● **TASK TO COMPLETE**
Retype the passage about the sign language training word for word, starting at "The EYE Foundation (Basic" and ending at "and the patients.".

● **SELECTED PASSAGE**
========
A two-week-training in Basic Interpersonal Sign Language by the EYE Foundation is ongoing at the Korle-Bu Teaching hospital in Accra.

The EYE Foundation (Basic Interpersonal Sign Language trainer) established this year (2019) is to ensure quality healthcare delivery among persons with hearing impairment.

According to the CEO of the Foundation, Mr. Isaac Ofori, the teaching hospital records over 1500 patients daily and 250 of the patients are on admission daily, and therefore, the need to improve communication between the medical officers and the patients.

He says the project will improve “quality and inclusive health care for the patients”.

And that so far “the medical officers are doing their best, but the Foundation wants it inclusive and world class standard”.

This is the maiden edition of the project, and the Director is calling on other facilities such as the Akomfo-Anokye Teaching hospital in Kumasi, the Tamale teaching hospital and the Ho teaching hospital to embrace the intervention as well, already the training is underway at the Korle-Bu and the Cape Coast Teaching hospitals.

The CEO said Foundation was established this year (2019) purposely to fill the communication gap between medical officers and patients in the country.

Mr. Isaac expresses hope that in future the various administrations will see the need to pay for the training for their staff instead of allowing them to do so from their personal resources.
========
● **Dataset entries**
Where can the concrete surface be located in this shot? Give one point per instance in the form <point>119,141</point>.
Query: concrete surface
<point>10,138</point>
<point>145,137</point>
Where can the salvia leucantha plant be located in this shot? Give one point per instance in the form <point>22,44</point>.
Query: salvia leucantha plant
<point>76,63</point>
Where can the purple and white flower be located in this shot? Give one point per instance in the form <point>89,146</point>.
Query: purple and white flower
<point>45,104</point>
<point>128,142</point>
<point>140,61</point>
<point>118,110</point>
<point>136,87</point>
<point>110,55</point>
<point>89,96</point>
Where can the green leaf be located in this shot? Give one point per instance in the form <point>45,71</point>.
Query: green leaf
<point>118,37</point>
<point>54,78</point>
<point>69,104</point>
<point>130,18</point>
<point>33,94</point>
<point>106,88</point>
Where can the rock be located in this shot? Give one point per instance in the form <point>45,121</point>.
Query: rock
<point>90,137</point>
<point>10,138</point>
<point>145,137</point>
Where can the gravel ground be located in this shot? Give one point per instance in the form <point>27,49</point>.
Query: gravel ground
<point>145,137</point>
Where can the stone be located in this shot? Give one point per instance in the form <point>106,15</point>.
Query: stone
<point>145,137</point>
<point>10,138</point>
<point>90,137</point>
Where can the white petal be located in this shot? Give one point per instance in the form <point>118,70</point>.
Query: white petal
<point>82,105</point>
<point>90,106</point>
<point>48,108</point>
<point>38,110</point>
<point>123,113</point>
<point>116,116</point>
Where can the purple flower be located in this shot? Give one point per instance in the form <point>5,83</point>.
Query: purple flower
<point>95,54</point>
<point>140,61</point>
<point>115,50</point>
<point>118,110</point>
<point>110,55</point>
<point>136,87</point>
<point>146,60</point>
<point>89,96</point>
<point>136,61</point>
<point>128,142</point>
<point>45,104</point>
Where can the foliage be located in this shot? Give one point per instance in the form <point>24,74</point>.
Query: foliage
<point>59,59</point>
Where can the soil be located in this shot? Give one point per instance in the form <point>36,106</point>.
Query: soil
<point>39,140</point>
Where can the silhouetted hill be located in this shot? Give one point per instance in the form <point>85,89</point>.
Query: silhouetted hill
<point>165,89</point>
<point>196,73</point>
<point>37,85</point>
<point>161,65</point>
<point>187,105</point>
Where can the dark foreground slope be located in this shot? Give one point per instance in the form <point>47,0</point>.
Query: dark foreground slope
========
● **REPLY**
The EYE Foundation (Basic Interpersonal Sign Language trainer) established this year (2019) is to ensure quality healthcare delivery among persons with hearing impairment.

According to the CEO of the Foundation, Mr. Isaac Ofori, the teaching hospital records over 1500 patients daily and 250 of the patients are on admission daily, and therefore, the need to improve communication between the medical officers and the patients.